Exercise: Copy each of the items below line for line, leaving out the pictures.

Material supplied:
----------------

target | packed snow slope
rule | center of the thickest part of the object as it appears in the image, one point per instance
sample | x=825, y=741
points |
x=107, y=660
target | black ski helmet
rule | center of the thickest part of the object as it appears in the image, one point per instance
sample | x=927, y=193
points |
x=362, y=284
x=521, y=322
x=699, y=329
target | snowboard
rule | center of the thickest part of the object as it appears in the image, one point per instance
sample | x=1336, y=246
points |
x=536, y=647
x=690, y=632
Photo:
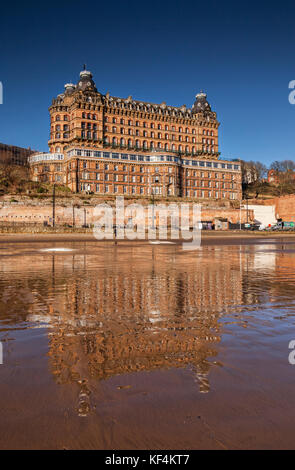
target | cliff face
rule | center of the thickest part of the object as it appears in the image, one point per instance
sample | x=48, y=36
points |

----------------

Exercise result:
target | packed snow slope
rule | center of the thickest part of the object as it appears in the image, one point per instance
sample | x=825, y=741
points |
x=107, y=660
target | black ski helmet
rule | center of the thickest part of the object as it appears in the image, one point per instance
sample | x=927, y=193
points |
x=362, y=284
x=521, y=322
x=699, y=329
target | snowboard
rule | center of the thickest part of the object as it appears in the image, one point per instance
sample | x=1336, y=246
points |
x=536, y=647
x=690, y=632
Photo:
target | cliff face
rule | center of the thickest part of the object as it appears in the image, one point per instance
sample | x=48, y=36
points |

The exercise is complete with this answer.